#### [Task to complete]
Set down the material once more, exactly as it appears.

#### [Recorded information]
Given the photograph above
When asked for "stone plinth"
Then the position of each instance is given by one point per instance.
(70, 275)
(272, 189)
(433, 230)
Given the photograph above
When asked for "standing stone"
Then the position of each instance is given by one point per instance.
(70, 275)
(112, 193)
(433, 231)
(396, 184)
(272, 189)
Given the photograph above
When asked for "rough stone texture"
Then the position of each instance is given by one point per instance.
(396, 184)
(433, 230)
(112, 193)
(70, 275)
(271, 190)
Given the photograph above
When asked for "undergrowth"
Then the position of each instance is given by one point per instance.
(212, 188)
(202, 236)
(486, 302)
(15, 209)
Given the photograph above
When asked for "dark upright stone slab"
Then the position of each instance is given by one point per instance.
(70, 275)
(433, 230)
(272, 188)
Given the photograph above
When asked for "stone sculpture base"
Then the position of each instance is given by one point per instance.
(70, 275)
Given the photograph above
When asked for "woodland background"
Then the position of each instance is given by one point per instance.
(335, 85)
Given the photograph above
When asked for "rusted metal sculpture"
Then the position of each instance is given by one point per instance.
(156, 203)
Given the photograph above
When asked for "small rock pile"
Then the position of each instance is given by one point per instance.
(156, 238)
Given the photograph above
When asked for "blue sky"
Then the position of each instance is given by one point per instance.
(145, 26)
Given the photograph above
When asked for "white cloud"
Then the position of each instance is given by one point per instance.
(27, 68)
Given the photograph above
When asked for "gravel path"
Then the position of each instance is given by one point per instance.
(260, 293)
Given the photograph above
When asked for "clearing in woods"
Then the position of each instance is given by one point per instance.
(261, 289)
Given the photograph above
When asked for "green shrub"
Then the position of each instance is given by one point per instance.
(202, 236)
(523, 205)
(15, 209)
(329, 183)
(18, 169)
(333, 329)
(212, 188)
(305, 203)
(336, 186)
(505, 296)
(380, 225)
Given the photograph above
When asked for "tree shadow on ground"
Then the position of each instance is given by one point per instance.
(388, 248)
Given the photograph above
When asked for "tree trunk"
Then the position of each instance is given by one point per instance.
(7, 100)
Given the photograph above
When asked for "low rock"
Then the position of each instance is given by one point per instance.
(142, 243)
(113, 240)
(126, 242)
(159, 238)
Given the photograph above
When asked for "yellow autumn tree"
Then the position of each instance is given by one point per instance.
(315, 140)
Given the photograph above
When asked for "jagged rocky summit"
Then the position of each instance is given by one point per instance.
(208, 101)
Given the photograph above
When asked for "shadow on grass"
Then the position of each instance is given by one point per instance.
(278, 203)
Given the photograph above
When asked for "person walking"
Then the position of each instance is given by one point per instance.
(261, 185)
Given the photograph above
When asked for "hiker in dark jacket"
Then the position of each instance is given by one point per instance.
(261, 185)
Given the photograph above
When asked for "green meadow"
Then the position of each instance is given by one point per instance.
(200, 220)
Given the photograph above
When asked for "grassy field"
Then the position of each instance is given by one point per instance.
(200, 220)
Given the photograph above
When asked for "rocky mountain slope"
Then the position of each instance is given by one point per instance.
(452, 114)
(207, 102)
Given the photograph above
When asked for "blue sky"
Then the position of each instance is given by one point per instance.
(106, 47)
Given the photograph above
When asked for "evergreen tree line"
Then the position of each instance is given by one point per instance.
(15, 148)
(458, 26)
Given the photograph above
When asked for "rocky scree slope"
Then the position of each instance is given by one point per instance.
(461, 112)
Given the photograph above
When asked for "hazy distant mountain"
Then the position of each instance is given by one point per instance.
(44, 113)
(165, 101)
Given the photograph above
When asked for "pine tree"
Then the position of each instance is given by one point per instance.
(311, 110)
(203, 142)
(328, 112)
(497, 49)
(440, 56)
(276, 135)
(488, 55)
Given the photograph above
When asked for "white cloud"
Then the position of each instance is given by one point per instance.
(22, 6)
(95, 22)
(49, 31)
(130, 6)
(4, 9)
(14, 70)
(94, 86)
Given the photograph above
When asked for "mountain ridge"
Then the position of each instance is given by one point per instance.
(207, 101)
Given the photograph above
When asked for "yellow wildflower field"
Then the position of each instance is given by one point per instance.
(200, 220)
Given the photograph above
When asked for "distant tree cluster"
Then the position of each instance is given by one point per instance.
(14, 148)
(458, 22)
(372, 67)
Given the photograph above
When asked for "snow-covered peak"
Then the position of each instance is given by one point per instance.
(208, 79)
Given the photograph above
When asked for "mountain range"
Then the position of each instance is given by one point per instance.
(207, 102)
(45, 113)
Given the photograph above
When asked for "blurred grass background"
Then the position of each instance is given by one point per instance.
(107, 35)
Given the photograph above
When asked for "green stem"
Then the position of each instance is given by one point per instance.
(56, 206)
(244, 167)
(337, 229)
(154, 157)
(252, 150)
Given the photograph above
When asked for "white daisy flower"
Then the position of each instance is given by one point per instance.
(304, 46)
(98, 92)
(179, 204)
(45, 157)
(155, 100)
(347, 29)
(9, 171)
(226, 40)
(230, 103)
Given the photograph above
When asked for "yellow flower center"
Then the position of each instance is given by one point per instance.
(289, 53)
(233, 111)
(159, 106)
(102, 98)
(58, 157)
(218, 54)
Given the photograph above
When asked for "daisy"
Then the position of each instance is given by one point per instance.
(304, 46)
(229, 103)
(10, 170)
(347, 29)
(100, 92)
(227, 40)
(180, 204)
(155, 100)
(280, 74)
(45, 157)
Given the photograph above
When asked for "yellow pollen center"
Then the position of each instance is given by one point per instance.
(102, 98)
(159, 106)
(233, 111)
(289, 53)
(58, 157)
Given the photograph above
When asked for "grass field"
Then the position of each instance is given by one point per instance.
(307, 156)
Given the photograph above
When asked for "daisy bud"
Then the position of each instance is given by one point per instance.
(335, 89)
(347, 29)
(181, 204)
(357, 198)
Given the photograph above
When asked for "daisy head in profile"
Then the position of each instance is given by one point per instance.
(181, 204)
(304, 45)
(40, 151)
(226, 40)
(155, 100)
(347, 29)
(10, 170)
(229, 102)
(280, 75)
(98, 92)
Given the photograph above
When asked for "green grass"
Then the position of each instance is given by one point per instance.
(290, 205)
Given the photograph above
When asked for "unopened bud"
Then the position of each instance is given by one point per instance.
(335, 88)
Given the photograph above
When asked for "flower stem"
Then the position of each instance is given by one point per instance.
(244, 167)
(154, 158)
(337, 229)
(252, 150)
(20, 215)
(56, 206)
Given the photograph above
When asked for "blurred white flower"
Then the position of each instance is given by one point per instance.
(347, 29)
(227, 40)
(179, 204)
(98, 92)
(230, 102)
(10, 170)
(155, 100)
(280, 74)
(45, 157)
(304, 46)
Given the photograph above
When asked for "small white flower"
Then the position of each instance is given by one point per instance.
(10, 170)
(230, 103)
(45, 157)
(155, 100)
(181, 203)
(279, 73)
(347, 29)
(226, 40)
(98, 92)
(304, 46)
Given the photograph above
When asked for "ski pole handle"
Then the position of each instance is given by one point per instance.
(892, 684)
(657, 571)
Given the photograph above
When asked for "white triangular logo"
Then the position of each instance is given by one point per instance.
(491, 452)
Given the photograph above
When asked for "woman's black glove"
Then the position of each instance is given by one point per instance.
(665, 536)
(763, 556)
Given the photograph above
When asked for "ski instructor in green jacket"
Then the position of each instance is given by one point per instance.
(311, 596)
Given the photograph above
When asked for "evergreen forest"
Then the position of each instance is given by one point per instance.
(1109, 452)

#### [Complete output]
Given the photograph above
When asked for "stone plinth"
Then the position of each instance is given by one point per instance.
(70, 275)
(272, 189)
(433, 230)
Given the photograph above
When asked for "standing stone"
Then the position of each instance is given by one point per instance.
(70, 275)
(112, 193)
(433, 231)
(396, 184)
(272, 189)
Given the photograph above
When asked for "rough stone texture"
Then the position of each instance is given by one point per instance.
(396, 184)
(433, 230)
(112, 193)
(70, 275)
(271, 190)
Given the photograph above
When asked for "undergrowth"
Then the position of each instance is given by one point per instance.
(212, 188)
(202, 236)
(486, 302)
(15, 209)
Given the photograph above
When asked for "dark upright stone slab"
Then the position of each instance is given by one point per instance.
(70, 275)
(433, 230)
(272, 188)
Given the photograph above
When asked for "stone sculpture base"
Then the position of each instance is given by one point per instance.
(70, 275)
Given the photograph above
When asked for "woodland background"
Then the position of each instance is given by one point per instance.
(335, 85)
Given the photograph above
When asked for "rusted metal sculpture"
Then the position of each instance is given by one point per instance.
(156, 203)
Given the photograph above
When asked for "small rock pile"
Then the position of each instance is given by one point per instance.
(156, 238)
Given the photograph above
When asked for "blue sky"
Then the position of each instance is given by one point per instance.
(145, 26)
Given the photograph above
When asked for "white cloud"
Then the position of each instance is given by one point per instance.
(27, 68)
Given the photograph above
When asked for "gravel path"
Then the position of each instance is given by one point per instance.
(260, 293)
Given the photograph above
When asked for "clearing in woods"
Then the position of each instance is given by one point per instance.
(261, 289)
Given the photograph above
When asked for "green shrub"
Then the position of each instance is given by one point per instance.
(202, 236)
(523, 205)
(15, 209)
(329, 183)
(18, 169)
(333, 329)
(212, 188)
(305, 203)
(336, 186)
(505, 296)
(380, 225)
Given the photograph above
When asked for "tree shadow on ground"
Then the position of each instance is given by one point per instance.
(388, 248)
Given the photograph above
When asked for "tree trunk"
Then the position of each instance is given by one point per instance.
(7, 100)
Given the photograph above
When asked for "low rock"
Then the position of each instance is given by one point per instance.
(142, 243)
(113, 240)
(126, 242)
(159, 238)
Given the photograph above
When asked for "yellow autumn tree"
Then the position of each instance is given by one point per instance.
(315, 140)
Given the photograph above
When asked for "jagged rocky summit"
Then the position of each instance is given by one point per instance.
(208, 101)
Given the photograph above
When asked for "shadow on grass"
Then the position of each instance is given by one point per instance.
(278, 203)
Given the photograph above
When asked for "person walking"
Then the position of each instance is given by one point per instance.
(261, 185)
Given the photograph above
When asked for "hiker in dark jacket"
Then the position of each instance is given by one point per instance.
(261, 185)
Given the photograph above
When asked for "green meadow"
Then the position of each instance is given by one point per instance.
(200, 220)
Given the photograph above
When asked for "grassy field"
Then the position of each instance is given by one point per instance.
(200, 220)
Given the photograph above
When asked for "rocky mountain slope"
Then the position of each instance is given by one point per instance.
(452, 114)
(207, 102)
Given the photograph above
When asked for "blue sky"
Then the position of each instance is given by one point per instance.
(106, 47)
Given the photograph above
When asked for "evergreen tree line"
Then the position of each instance is given by one point per instance.
(15, 148)
(458, 26)
Given the photograph above
When asked for "rocky scree slope"
Then the position of each instance is given by one point per instance.
(461, 112)
Given the photograph above
When asked for "hazy distant mountain"
Then the position of each instance is given by one point per instance.
(44, 113)
(165, 101)
Given the photograph above
When asked for "pine tree"
Then the position of each instance is given by one point per instance.
(311, 110)
(203, 142)
(328, 112)
(497, 49)
(440, 56)
(276, 135)
(488, 55)
Given the photograph above
When asked for "white cloud"
Then the position of each instance is given by one point per instance.
(22, 6)
(95, 22)
(49, 31)
(130, 6)
(4, 9)
(14, 70)
(94, 86)
Given the photograph above
When asked for "mountain ridge"
Then the position of each instance is given by one point per instance.
(207, 101)
Given the photograph above
When asked for "yellow wildflower field"
Then the position of each instance is given by one point per instance.
(200, 220)
Given the photograph above
When asked for "distant tree cluster"
Then the position of each instance is given by one point per instance.
(14, 148)
(458, 22)
(372, 67)
Given the photograph above
When asked for "snow-covered peak"
Then the position of each instance is given by one point per instance.
(208, 79)
Given the photograph above
When asked for "mountain range"
Then the position of each instance is given by one point per instance.
(207, 102)
(45, 113)
Given the photograph above
When asked for "blurred grass background"
Then the position of each instance is given by one point per instance.
(107, 35)
Given the photograph above
When asked for "green stem"
Then the position of each instance is given by one point per instance.
(56, 206)
(244, 167)
(337, 229)
(154, 157)
(252, 150)
Given the photograph above
When asked for "white daisy flower"
Then the position of each instance is given by one point per instance.
(304, 46)
(98, 92)
(179, 204)
(45, 157)
(155, 100)
(347, 29)
(9, 171)
(226, 40)
(230, 103)
Given the photograph above
When asked for "yellow flower center"
Then the position of each instance is given by one point per instance.
(289, 53)
(233, 111)
(159, 106)
(102, 98)
(58, 157)
(218, 54)
Given the photograph above
When asked for "daisy"
Then the position of each instance is given by one point per instance.
(304, 46)
(229, 103)
(10, 170)
(347, 29)
(100, 92)
(227, 40)
(180, 204)
(155, 100)
(280, 74)
(45, 157)
Given the photograph above
When asked for "yellow pollen center"
Then the position of each instance is given by one point per instance.
(102, 98)
(159, 106)
(233, 111)
(289, 53)
(58, 157)
Given the photograph above
When asked for "grass field"
Then the position of each instance is given by one point per instance.
(307, 156)
Given the photograph above
When asked for "daisy bud"
Then the position of each instance is given by one point per instance.
(335, 89)
(347, 29)
(181, 204)
(357, 198)
Given the photograph above
When asked for "daisy head in profile"
Then the position of each instance is given by one point per instance.
(181, 204)
(304, 45)
(40, 151)
(226, 40)
(155, 100)
(347, 29)
(10, 170)
(229, 102)
(280, 75)
(98, 92)
Given the photograph above
When asked for "green grass"
Then the position of each instance is given by one point per instance.
(290, 205)
Given the photograph above
When asked for "unopened bud"
Then the position of each instance is given by one point per instance.
(335, 88)
Given the photograph above
When asked for "flower stem"
Then the position of each instance is given by one point per instance.
(244, 167)
(154, 158)
(337, 229)
(252, 150)
(20, 215)
(56, 206)
Given the photograph above
When asked for "blurred white flower"
Then the position of each instance is given by one point per instance.
(347, 29)
(227, 40)
(179, 204)
(98, 92)
(230, 102)
(10, 170)
(155, 100)
(280, 74)
(45, 157)
(304, 46)
Given the photograph above
When asked for "small white flower"
Then the position of each instance is given by one point per instance.
(10, 170)
(230, 103)
(45, 157)
(155, 100)
(181, 203)
(279, 73)
(347, 29)
(226, 40)
(98, 92)
(304, 46)
Given the photograph above
When asked for "ski pole handle"
Then the position of each instance is given by one point per instance.
(892, 684)
(657, 571)
Given the photograph above
When asked for "white triangular logo"
Then the position of each instance is given by one point per instance.
(491, 452)
Given the photograph above
When asked for "woman's black glove"
Then the position of each instance is given by one point per instance.
(665, 536)
(763, 556)
Given the photograph above
When asked for "ski instructor in green jacket"
Then the position of each instance is given by one point per instance.
(311, 596)
Given the photograph above
When asked for "evergreen forest"
Then the position of each instance is given by one point per instance.
(1109, 452)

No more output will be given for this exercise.